───── Dataset extract ─────

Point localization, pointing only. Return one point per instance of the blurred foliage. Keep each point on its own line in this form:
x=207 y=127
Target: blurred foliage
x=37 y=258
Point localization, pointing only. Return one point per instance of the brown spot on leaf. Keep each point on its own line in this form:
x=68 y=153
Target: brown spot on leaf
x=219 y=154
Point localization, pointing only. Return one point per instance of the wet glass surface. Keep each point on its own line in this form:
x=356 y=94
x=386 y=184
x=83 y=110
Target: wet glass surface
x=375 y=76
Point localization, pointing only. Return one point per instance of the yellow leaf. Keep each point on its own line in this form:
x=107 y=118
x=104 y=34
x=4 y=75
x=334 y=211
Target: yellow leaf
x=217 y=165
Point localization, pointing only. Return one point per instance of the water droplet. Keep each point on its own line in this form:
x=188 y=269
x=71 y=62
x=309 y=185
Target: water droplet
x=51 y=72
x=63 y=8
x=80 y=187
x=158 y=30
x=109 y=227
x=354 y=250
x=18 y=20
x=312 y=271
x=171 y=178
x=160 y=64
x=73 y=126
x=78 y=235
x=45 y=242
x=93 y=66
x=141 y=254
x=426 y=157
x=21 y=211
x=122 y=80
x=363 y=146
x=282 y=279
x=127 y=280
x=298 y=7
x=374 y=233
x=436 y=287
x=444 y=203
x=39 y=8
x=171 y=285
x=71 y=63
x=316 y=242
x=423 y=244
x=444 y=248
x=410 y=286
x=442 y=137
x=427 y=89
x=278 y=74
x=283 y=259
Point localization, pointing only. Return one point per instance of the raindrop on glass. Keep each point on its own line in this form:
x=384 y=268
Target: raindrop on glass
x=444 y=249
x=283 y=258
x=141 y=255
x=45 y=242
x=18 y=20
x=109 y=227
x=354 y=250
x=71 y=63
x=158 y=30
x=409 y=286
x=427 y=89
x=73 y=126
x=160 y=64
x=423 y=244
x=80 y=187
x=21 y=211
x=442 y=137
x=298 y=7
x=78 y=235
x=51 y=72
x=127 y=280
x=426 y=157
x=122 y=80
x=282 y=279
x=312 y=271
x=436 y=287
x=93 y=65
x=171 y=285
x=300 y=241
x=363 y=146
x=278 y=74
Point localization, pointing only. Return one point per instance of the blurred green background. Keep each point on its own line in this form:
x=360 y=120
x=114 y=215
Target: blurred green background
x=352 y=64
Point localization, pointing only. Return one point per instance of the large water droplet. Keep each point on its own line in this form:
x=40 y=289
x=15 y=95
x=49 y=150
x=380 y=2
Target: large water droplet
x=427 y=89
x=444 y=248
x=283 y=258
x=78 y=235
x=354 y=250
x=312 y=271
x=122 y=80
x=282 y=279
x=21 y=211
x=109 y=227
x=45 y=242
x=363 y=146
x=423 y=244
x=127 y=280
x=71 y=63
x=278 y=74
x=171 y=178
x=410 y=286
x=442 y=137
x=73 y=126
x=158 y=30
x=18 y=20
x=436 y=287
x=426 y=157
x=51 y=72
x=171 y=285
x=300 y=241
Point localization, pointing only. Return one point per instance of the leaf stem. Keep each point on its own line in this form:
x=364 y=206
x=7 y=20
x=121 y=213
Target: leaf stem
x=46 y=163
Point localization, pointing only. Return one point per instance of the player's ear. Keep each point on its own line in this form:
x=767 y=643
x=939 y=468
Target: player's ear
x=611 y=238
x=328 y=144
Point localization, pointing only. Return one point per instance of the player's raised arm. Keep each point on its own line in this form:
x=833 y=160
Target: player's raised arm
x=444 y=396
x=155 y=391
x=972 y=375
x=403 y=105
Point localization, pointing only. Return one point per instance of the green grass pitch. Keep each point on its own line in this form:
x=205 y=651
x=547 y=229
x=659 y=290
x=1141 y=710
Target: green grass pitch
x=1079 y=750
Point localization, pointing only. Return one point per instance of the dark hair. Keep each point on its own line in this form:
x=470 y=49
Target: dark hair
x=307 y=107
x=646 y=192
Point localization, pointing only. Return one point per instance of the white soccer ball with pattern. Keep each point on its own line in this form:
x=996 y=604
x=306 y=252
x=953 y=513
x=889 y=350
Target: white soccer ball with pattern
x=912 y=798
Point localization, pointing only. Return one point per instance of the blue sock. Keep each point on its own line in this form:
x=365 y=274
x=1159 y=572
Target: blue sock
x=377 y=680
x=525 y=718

─────

Problem to solve: Copy out the lines word for word, beginning with the line that contains "of the yellow" and ending after the line that contains "x=283 y=259".

Result of the exercise:
Point localization, pointing only. Return one point per instance of the yellow leaf. Keep each point on its own line in this form:
x=107 y=118
x=104 y=34
x=4 y=75
x=334 y=211
Target: yellow leaf
x=217 y=165
Point localization, pointing only. Return one point per instance of the water droplet. Keep each point on its own line in this form:
x=188 y=269
x=71 y=62
x=309 y=185
Target: water droplet
x=51 y=72
x=63 y=8
x=80 y=187
x=158 y=30
x=109 y=227
x=354 y=250
x=18 y=20
x=312 y=271
x=171 y=178
x=160 y=64
x=73 y=126
x=78 y=235
x=45 y=242
x=93 y=66
x=141 y=254
x=426 y=157
x=21 y=211
x=122 y=80
x=363 y=146
x=282 y=279
x=127 y=280
x=298 y=7
x=374 y=233
x=436 y=287
x=444 y=203
x=39 y=8
x=171 y=285
x=71 y=63
x=316 y=242
x=423 y=244
x=444 y=248
x=410 y=286
x=442 y=137
x=427 y=89
x=278 y=74
x=283 y=259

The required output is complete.